> **Raw data**
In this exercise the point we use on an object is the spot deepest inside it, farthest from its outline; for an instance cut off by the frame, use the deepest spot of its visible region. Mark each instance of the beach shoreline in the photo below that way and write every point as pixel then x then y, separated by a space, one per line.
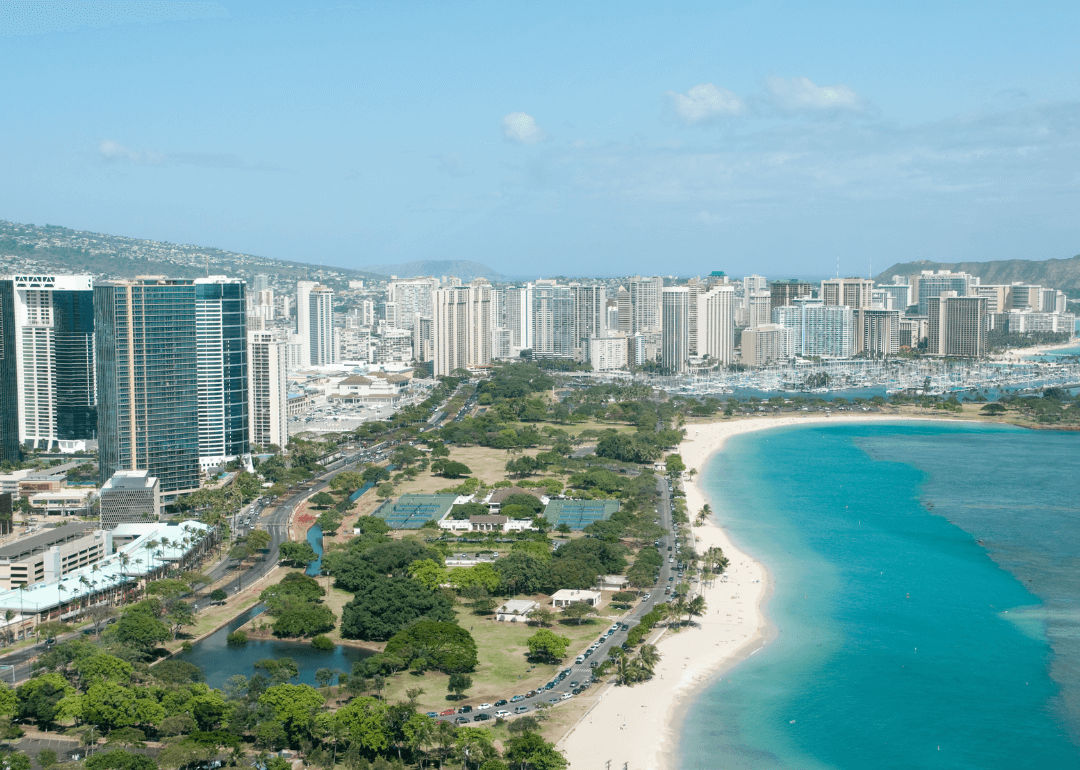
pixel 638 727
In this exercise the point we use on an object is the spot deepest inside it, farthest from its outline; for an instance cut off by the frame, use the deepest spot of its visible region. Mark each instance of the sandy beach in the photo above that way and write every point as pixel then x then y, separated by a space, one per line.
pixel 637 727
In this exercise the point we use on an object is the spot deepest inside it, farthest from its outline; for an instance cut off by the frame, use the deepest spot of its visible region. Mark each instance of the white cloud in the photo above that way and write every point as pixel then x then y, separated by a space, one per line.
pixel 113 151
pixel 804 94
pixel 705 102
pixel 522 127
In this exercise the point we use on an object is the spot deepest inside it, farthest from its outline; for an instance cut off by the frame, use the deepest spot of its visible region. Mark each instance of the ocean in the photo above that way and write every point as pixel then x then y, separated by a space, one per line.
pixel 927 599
--
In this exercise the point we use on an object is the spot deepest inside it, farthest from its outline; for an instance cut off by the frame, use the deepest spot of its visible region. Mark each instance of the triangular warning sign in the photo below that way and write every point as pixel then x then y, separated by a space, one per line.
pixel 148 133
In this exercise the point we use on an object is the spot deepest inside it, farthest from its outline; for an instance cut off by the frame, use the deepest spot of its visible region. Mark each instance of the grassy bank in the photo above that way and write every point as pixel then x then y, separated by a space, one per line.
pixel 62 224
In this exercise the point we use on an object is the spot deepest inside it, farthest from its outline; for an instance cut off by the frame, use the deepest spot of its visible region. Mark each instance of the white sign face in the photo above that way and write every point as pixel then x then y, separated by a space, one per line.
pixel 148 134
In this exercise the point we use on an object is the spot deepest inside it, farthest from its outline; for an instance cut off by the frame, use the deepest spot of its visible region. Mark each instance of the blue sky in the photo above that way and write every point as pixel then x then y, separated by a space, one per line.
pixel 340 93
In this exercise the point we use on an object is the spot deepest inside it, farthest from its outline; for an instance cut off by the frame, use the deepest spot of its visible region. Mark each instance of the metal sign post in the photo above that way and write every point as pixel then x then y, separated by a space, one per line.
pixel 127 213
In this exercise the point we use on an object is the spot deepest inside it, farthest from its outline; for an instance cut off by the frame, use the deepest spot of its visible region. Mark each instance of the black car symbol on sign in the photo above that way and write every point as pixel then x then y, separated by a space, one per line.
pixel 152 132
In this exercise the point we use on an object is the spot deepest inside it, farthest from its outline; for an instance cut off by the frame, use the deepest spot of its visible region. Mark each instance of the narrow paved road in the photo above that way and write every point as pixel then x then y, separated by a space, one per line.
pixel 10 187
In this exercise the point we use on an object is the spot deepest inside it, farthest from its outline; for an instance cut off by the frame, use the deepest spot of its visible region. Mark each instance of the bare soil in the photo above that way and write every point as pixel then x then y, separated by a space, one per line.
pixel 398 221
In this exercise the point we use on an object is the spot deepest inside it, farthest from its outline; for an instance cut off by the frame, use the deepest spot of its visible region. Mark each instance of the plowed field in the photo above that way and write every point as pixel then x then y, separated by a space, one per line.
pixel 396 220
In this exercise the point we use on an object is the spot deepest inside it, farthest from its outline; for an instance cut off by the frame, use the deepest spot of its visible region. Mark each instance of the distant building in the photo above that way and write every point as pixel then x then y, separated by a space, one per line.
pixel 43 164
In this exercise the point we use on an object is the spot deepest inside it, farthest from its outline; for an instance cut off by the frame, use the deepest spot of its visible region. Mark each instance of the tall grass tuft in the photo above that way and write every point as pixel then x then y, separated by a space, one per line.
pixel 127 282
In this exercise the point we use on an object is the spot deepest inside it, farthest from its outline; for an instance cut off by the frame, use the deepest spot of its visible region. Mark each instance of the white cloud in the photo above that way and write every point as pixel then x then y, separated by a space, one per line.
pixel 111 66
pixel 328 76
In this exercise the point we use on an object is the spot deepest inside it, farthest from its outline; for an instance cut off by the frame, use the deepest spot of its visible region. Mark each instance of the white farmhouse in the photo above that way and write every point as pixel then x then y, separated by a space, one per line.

> **Exercise goal**
Pick out each line in the entries above that contains the word "tall" and copy those lines.

> **Response to this task**
In this exercise the point we use on an object is the spot deepest inside it, farthest from its outline; for an instance cut off by the frame, use the deepest spot of its visible region. Mark each instance of the tall grass tuft in the photo above that way and write every point as pixel then x then y, separated by a space, one per line.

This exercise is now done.